━━━━━ Data records ━━━━━

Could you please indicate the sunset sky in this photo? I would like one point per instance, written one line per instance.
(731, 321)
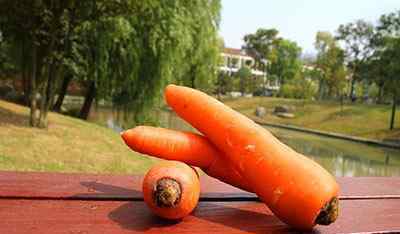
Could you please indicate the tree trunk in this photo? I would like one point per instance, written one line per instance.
(47, 95)
(353, 81)
(63, 92)
(90, 95)
(24, 73)
(393, 111)
(33, 93)
(380, 94)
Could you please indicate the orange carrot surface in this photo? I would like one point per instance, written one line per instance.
(171, 189)
(186, 147)
(298, 190)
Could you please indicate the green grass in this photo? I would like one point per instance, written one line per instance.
(68, 145)
(369, 121)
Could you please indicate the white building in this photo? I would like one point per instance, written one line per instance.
(234, 59)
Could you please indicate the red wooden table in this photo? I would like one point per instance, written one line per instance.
(78, 204)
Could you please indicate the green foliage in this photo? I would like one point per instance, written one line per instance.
(129, 49)
(245, 80)
(260, 44)
(284, 60)
(330, 66)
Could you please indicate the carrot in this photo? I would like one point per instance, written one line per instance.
(298, 190)
(171, 189)
(187, 147)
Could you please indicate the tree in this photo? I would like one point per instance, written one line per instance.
(357, 37)
(284, 60)
(244, 75)
(122, 51)
(260, 44)
(387, 56)
(330, 64)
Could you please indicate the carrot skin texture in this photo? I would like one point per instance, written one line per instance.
(190, 148)
(189, 183)
(293, 186)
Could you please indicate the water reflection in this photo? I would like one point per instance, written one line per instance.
(340, 157)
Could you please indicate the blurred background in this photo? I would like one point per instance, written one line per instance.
(73, 74)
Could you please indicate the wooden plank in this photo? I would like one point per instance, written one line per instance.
(80, 186)
(66, 216)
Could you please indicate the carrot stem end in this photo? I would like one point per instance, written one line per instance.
(167, 192)
(329, 212)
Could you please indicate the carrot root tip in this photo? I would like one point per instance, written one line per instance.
(329, 212)
(167, 192)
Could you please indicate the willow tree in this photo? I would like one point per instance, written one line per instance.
(202, 56)
(128, 59)
(357, 38)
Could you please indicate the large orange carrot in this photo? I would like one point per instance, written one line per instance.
(298, 190)
(186, 147)
(171, 189)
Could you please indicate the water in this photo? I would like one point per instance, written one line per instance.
(340, 157)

━━━━━

**Problem**.
Arrange every line of the records above as a JSON list of strings, one string per line, with blank lines dropped. Leave the picture out of the list.

**Written answer**.
[
  "Could you please indicate the sunset sky in this photo? I would like one point per instance, written one line per instance.",
  "(731, 321)",
  "Could you please indicate the tree trunk in this photo? I would like one point per instance, written one line per instance.",
  "(47, 95)",
  "(353, 81)",
  "(63, 92)",
  "(90, 95)",
  "(24, 73)",
  "(393, 111)",
  "(33, 93)",
  "(380, 94)",
  "Could you please indicate the orange carrot surface in this photo? I would like one point per instance, written one line per instance.",
  "(171, 189)",
  "(186, 147)",
  "(298, 190)",
  "Could you please indicate the green grass in this photo? I would like one point per instance, written one line per instance.",
  "(68, 145)",
  "(369, 121)",
  "Could you please indicate the white building in this photo? I would like one point per instance, written one line per instance.",
  "(234, 59)",
  "Could you please indicate the red wooden table in this photo? I would like one point per instance, written one line per instance.",
  "(78, 204)",
  "Could you please indicate the green foliage in this photo? I would like one point per instance, written one line per instance.",
  "(129, 49)",
  "(245, 80)",
  "(260, 44)",
  "(284, 60)",
  "(330, 66)",
  "Could you please indicate the carrot in this photo? I would like one point per instance, written one line per instance.",
  "(298, 190)",
  "(171, 189)",
  "(187, 147)",
  "Could you please indicate the tree in this photo? I would like one point per instance, written one line per instance.",
  "(357, 37)",
  "(284, 60)",
  "(244, 75)",
  "(122, 51)",
  "(260, 44)",
  "(387, 56)",
  "(330, 64)",
  "Could you please indicate the carrot skin texture in this photo? I would like one point per instance, written one line per instance.",
  "(190, 148)",
  "(189, 183)",
  "(293, 186)",
  "Could you please indicate the water reflection in this photo? I would like one point per instance, written one line per instance.",
  "(340, 157)",
  "Could you please indicate the blurred background in this photo? I would like one point per instance, written one line per instance.",
  "(73, 74)",
  "Could you please indicate the wooden plank in this photo? I would like one point per instance, written one line per instance.",
  "(80, 186)",
  "(66, 216)",
  "Could you please indicate the carrot stem end in this photo? I would like one point per instance, written one line per instance.",
  "(167, 192)",
  "(329, 212)",
  "Could you please indicate the carrot root tip in this photo? I would like one point per instance, written one line per instance.",
  "(329, 212)",
  "(167, 192)",
  "Could you please indicate the willow tree in this photo? I would like one point per instance, written one line per instance.",
  "(202, 56)",
  "(128, 59)",
  "(357, 38)",
  "Could you please indicate the large orange carrot in this photo? I would like one point per instance, written one line per instance.",
  "(298, 190)",
  "(186, 147)",
  "(171, 189)",
  "Could you please indicate the water in this photo? I would like one point per instance, written one line per instance.",
  "(340, 157)"
]